» **Excerpted text**:
■ ■ ■
Yes, this is ANOTHER or the quintillion "I told my X" threads.
(Let X equal parents, girlfriend, whatnot)
I was kind of thinking about telling my mom, but I wasn't really planning on it any time soon... But.. I did. Lol.
I've been having issues bedwetting lately, and I recently ordered a waterproof bed pad, it came in the mail today, and my mom saw the box and didn't even ask what was in it. Earlier this evening, I was making my mom dinner, and I brought it in to her and she had the same exact bed pad that I'd just paid $20 for online, laid over her lap and chest, using it as a bib of sorts. (It wasn't the one out of my box, but it was identical in every way except the color.)
I sort of blew a gasket internally, that I'd just scrounged together $20, as poor as I am, to buy one of these waterproof pads to protect my mattress.... And she not only had one, she had the exact kind I ordered.
I was so thunderstruck about this that I just flat out explained that I'd just ordered these, and never would have bothered if I'd known she had one. She doesn't know I've been bedwetting. Ugh. So I proceeded to tell her about the bedwetting, which only consisted of a couple of sentences, and she was a little shocked that I hadn't told her, she said I could tell her anything and didn't need to be embarrassed.
■ ■ ■
Repeat the part of the post about telling a mom that opens with the words containing "(Let X equal" and closes with "kind I ordered.".

» **Collected material**:
■ ■ ■
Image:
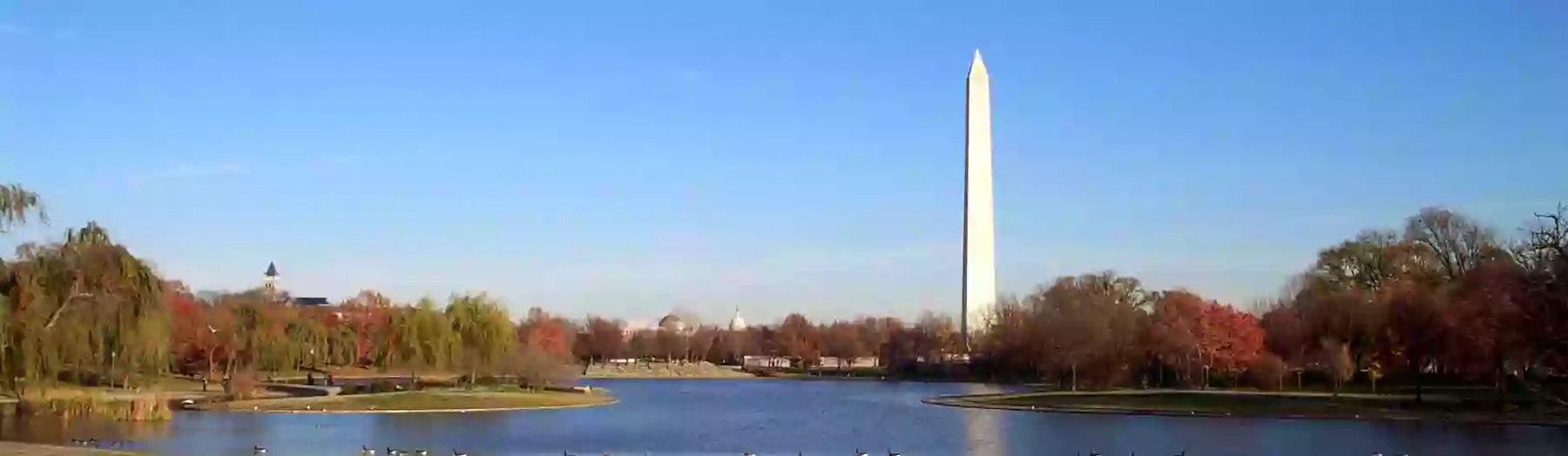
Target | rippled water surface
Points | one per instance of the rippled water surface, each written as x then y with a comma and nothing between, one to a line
791,417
■ ■ ■
» **Answer to this problem**:
(Let X equal parents, girlfriend, whatnot)
I was kind of thinking about telling my mom, but I wasn't really planning on it any time soon... But.. I did. Lol.
I've been having issues bedwetting lately, and I recently ordered a waterproof bed pad, it came in the mail today, and my mom saw the box and didn't even ask what was in it. Earlier this evening, I was making my mom dinner, and I brought it in to her and she had the same exact bed pad that I'd just paid $20 for online, laid over her lap and chest, using it as a bib of sorts. (It wasn't the one out of my box, but it was identical in every way except the color.)
I sort of blew a gasket internally, that I'd just scrounged together $20, as poor as I am, to buy one of these waterproof pads to protect my mattress.... And she not only had one, she had the exact kind I ordered.